=== Material provided ===
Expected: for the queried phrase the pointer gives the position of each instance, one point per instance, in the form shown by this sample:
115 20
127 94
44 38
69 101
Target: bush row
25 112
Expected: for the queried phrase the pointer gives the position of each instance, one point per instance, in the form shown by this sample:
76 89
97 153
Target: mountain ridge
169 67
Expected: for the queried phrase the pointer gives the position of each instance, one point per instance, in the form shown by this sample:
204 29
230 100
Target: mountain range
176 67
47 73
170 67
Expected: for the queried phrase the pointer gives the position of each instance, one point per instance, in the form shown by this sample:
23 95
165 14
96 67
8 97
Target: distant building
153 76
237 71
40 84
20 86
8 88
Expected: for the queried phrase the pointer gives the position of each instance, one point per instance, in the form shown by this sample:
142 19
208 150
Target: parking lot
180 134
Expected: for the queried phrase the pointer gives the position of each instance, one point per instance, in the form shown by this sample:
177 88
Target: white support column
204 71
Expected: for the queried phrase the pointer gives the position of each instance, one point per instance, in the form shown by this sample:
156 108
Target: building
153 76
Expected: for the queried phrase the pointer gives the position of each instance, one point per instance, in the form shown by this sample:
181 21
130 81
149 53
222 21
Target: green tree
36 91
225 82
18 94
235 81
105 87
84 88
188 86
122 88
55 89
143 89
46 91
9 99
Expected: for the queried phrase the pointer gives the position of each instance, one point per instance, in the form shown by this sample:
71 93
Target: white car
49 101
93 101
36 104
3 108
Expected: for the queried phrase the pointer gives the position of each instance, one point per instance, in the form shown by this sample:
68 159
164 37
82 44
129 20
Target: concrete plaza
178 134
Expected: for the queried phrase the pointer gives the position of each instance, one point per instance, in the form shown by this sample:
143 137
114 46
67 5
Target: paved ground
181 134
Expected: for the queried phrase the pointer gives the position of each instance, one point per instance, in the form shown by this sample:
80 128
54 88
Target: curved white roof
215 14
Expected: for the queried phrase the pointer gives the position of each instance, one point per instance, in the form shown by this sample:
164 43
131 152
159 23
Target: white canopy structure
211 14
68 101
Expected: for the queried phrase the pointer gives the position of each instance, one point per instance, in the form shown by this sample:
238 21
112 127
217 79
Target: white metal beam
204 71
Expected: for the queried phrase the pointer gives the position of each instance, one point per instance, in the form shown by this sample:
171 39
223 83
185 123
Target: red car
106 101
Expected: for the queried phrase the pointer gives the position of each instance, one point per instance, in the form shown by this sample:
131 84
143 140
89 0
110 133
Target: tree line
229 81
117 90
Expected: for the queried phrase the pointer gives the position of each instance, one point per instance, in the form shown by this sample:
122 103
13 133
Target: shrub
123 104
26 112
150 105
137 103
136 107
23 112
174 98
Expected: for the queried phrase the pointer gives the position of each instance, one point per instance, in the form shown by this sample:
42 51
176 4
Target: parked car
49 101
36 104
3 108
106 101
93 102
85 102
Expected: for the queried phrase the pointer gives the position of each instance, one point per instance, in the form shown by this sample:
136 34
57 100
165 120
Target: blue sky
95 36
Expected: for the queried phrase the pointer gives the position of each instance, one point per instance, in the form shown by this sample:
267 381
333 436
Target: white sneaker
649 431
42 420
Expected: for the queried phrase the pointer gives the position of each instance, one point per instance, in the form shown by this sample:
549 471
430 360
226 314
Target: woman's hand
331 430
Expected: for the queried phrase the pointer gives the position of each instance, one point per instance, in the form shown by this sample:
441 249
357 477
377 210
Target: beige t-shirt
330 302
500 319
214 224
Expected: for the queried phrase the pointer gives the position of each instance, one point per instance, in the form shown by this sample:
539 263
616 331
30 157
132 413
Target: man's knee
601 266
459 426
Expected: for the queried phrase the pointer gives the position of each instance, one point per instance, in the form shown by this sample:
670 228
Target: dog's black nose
===
What you are asked to do
Retype each line of the data exactly as it reads.

Problem solution
Expected: for the queried phrase the pointer gives the position of each instance, one point per instance, in the form shown by this sample:
115 20
127 94
44 38
69 101
Target: bush row
25 112
Expected: for the queried phrase the pointer gives the position of each instance, one point per instance, in the form shown by this sample:
76 89
97 153
Target: mountain ridge
169 67
Expected: for the queried phrase the pointer gives the position of each instance, one point per instance, in the form shown by this sample:
204 29
230 100
Target: mountain range
176 67
47 73
170 67
Expected: for the queried phrase the pointer gives the position of each instance, one point per instance, in the form shown by this sample:
23 95
165 14
96 67
8 97
Target: distant building
153 76
237 71
40 84
20 86
8 88
Expected: for the queried phrase the pointer gives the position of each instance, one point per instance, in the form shown by this sample:
142 19
208 150
Target: parking lot
180 134
Expected: for the queried phrase the pointer gives the position of each instance, one point per instance, in the form shown by this sample:
177 88
Target: white support column
204 71
Expected: for the queried phrase the pointer gives the position of each instance, one point per instance, in the form shown by this sample:
156 108
Target: building
153 76
Expected: for the queried phrase the pointer gives the position of each instance, one point per instance, in the form shown by this sample:
181 21
130 81
149 53
222 21
Target: green tree
36 91
225 82
18 94
235 81
105 87
84 88
188 86
122 88
55 89
143 89
46 91
9 99
Expected: for the queried phrase the pointer gives the position of each instance, one point per instance, in the form shown by this sample:
71 93
Target: white car
49 101
93 101
36 104
3 108
Expected: for the queried phrase the pointer gives the position of each instance, one point per instance, in the form shown by this sample:
68 159
164 37
82 44
129 20
Target: concrete plaza
178 134
Expected: for the queried phrase the pointer gives the position of each instance, one point per instance, in the form shown by this sample:
143 137
114 46
67 5
Target: paved ground
181 134
Expected: for the queried phrase the pointer gives the position of each instance, one point per instance, in the form shown by this sample:
80 128
54 88
Target: curved white roof
215 14
Expected: for the queried phrase the pointer gives the position of each instance, one point per instance, in the form shown by this sample:
164 43
131 152
159 23
Target: white canopy structure
211 14
68 101
Expected: for the queried phrase the pointer gives the position of each instance, one point per instance, in the form shown by this sample:
238 21
112 127
217 79
Target: white metal beam
204 71
Expected: for the queried phrase the pointer gives the position of each instance, one point per instance, in the form shown by this sample:
171 39
223 83
185 123
Target: red car
106 101
Expected: for the queried phrase the pointer gives the position of each instance, one point per instance, in the form shown by this sample:
131 84
143 140
89 0
110 133
Target: tree line
229 81
117 90
Expected: for the queried phrase the pointer gives the position of each instance, one point per instance, in the form shown by this sample:
122 103
13 133
Target: shrub
123 104
26 112
150 105
137 103
136 107
23 112
174 98
Expected: for the queried phrase the pointer gives the position of each instance, one point per instance, in the form shown by this sample:
42 51
176 4
Target: parked car
49 101
36 104
3 108
106 101
93 102
85 102
Expected: for the queried phrase the pointer gives the position of each instance, one point per instance, in the form shown by this sample:
136 34
57 100
165 120
Target: blue sky
95 36
Expected: for the queried phrase the pointer gives the position of each instance, one point per instance, in the form shown by this sample:
267 381
333 436
Target: white sneaker
649 431
42 420
Expected: for the queried phrase the pointer gives the position of each instance, one point per instance, in the form shown by this sample:
549 471
430 360
226 314
Target: woman's hand
331 430
Expected: for the queried phrase the pointer gives the position of each instance, one point per instance, in the form shown by this sample:
441 249
357 477
377 210
Target: beige t-shirt
330 302
500 319
214 224
Expected: for the queried phrase the pointer gives the position of each instance, one point per instance, in the form shown by this sample:
539 263
616 331
30 157
132 413
Target: man's knee
601 266
459 426
Expected: for the queried phrase the pointer gives the position of each instance, one point per instance, in the form shown by this sample:
670 228
Target: dog's black nose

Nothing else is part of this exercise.